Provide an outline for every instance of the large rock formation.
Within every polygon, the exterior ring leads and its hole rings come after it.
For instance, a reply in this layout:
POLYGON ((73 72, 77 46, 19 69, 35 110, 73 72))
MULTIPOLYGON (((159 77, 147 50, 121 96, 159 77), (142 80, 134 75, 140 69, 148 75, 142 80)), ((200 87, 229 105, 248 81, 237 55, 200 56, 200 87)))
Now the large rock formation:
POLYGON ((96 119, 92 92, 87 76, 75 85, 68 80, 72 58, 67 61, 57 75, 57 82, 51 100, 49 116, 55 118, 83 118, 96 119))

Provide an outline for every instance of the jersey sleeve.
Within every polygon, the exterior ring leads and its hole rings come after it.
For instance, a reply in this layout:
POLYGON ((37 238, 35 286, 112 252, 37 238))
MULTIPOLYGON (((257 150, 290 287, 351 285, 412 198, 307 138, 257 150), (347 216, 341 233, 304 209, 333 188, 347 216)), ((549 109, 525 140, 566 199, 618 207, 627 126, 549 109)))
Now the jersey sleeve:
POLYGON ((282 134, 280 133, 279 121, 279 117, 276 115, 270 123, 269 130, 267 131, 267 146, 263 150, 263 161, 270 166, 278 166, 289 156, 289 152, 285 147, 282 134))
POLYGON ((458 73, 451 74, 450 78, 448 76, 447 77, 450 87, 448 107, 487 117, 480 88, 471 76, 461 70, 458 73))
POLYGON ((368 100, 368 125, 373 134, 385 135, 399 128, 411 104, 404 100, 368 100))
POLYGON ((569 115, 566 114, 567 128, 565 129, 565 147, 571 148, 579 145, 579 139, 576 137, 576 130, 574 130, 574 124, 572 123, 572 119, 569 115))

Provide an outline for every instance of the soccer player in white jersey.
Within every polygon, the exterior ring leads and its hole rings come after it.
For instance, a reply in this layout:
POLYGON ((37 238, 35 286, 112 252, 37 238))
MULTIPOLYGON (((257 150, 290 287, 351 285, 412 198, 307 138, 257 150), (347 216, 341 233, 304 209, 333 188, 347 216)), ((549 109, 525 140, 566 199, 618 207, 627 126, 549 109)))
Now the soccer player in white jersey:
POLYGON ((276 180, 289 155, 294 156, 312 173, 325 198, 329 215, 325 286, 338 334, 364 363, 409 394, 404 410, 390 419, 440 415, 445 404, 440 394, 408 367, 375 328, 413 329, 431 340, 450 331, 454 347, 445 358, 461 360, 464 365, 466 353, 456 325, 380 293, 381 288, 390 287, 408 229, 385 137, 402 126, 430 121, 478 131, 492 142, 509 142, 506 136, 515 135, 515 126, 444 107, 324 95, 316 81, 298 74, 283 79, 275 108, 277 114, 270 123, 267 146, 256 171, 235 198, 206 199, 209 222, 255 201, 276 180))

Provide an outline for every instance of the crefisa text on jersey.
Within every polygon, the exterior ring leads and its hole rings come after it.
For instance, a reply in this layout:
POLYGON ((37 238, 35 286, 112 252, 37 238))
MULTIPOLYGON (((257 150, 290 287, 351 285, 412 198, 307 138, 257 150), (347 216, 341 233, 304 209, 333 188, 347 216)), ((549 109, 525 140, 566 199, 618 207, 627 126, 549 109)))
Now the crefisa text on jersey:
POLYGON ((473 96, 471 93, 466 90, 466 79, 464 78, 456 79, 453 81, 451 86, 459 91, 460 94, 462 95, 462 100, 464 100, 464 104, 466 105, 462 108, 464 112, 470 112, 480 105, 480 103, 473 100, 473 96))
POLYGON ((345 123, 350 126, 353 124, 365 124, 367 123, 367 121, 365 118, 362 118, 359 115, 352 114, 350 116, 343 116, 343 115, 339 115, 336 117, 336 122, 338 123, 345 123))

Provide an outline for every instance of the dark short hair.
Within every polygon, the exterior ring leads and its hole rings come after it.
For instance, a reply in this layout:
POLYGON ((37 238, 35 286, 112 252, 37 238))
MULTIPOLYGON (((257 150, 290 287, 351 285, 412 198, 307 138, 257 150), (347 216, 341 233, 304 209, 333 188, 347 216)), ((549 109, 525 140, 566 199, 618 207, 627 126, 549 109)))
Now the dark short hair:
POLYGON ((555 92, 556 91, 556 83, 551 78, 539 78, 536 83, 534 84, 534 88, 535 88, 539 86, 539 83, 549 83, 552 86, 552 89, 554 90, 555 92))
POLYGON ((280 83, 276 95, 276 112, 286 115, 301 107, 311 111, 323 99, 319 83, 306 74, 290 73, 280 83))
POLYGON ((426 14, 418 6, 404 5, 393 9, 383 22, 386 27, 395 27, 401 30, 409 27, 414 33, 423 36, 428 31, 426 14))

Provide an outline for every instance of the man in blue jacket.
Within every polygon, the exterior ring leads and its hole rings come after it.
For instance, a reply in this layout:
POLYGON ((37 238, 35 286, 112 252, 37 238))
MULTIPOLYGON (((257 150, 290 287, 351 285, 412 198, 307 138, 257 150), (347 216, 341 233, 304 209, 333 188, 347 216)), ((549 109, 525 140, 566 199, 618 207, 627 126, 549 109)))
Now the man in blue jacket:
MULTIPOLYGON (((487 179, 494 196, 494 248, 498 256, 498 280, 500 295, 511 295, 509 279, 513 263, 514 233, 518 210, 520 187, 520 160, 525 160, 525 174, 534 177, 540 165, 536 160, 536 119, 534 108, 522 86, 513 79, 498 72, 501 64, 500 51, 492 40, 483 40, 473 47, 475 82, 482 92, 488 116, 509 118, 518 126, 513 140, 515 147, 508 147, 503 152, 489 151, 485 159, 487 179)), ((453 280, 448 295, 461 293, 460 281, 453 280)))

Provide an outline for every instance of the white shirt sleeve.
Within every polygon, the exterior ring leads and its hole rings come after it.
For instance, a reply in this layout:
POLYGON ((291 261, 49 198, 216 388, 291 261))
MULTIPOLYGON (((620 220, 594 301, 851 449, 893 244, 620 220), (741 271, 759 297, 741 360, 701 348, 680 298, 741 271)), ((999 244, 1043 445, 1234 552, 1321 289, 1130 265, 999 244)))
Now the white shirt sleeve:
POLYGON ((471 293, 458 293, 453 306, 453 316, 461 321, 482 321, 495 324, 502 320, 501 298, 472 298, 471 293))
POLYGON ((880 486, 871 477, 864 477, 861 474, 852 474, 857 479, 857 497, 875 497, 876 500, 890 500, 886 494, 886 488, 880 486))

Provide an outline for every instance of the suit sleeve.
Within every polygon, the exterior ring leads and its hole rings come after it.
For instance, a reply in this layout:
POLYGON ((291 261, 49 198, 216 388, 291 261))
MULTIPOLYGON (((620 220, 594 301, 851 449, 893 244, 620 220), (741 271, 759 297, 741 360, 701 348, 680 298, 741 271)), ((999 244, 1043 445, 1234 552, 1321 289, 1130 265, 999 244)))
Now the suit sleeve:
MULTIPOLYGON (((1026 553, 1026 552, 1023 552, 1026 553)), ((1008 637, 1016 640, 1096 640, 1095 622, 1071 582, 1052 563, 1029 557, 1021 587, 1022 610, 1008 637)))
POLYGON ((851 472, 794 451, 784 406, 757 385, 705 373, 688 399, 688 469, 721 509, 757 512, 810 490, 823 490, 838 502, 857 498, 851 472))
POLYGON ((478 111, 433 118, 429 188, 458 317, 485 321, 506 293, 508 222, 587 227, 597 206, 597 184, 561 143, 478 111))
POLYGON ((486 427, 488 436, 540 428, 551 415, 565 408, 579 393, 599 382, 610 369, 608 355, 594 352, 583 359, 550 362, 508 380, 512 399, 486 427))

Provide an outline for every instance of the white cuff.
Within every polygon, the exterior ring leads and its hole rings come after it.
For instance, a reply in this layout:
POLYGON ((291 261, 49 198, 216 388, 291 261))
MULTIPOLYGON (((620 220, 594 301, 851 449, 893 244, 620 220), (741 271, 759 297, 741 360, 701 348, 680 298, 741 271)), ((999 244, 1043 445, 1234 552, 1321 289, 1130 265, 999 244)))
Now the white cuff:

▬▬▬▬▬▬▬▬▬▬

◆ Aim of the exercise
Write out the material above again without any change, starting at the line that contains "Provide an outline for every instance of the crefisa" and ending at the line that contains "POLYGON ((426 14, 418".

◆ Expected answer
Provide an outline for every instance of the crefisa text on jersey.
Within every polygon, the exterior ring leads and its hole rings come after it.
For instance, a reply in this layout:
POLYGON ((37 238, 35 286, 112 252, 37 238))
MULTIPOLYGON (((257 150, 290 287, 351 285, 412 198, 307 138, 257 150), (347 216, 341 233, 304 209, 333 188, 347 216)), ((549 109, 525 140, 566 199, 618 207, 627 126, 549 109)))
Now the crefisa text on jersey:
POLYGON ((473 96, 471 93, 466 90, 466 79, 464 78, 456 79, 453 81, 451 86, 459 91, 460 94, 462 95, 462 100, 464 100, 464 104, 466 105, 462 108, 464 112, 470 112, 480 105, 480 103, 473 100, 473 96))
POLYGON ((345 123, 350 126, 353 124, 365 124, 367 123, 367 121, 365 118, 362 118, 359 115, 352 114, 350 116, 343 116, 343 115, 339 115, 336 117, 336 122, 338 123, 345 123))

Provide an outline for every instance of the dark short hair.
Within every polygon, the exterior ring leads and its hole rings come after it.
For instance, a reply in this layout:
POLYGON ((37 238, 35 286, 112 252, 37 238))
MULTIPOLYGON (((257 150, 290 287, 351 285, 412 198, 307 138, 257 150), (347 216, 341 233, 304 209, 333 188, 347 216)), ((549 109, 525 140, 566 199, 618 207, 627 126, 549 109)))
Now the dark short hair:
POLYGON ((555 92, 556 91, 556 83, 551 78, 539 78, 536 83, 534 84, 534 88, 535 88, 539 86, 539 83, 549 83, 552 86, 552 89, 554 90, 555 92))
POLYGON ((280 83, 276 95, 276 112, 286 115, 301 107, 311 111, 323 99, 319 83, 306 74, 290 73, 280 83))
POLYGON ((426 14, 418 6, 404 5, 393 9, 383 22, 386 27, 395 27, 401 30, 409 27, 414 33, 423 36, 428 31, 426 14))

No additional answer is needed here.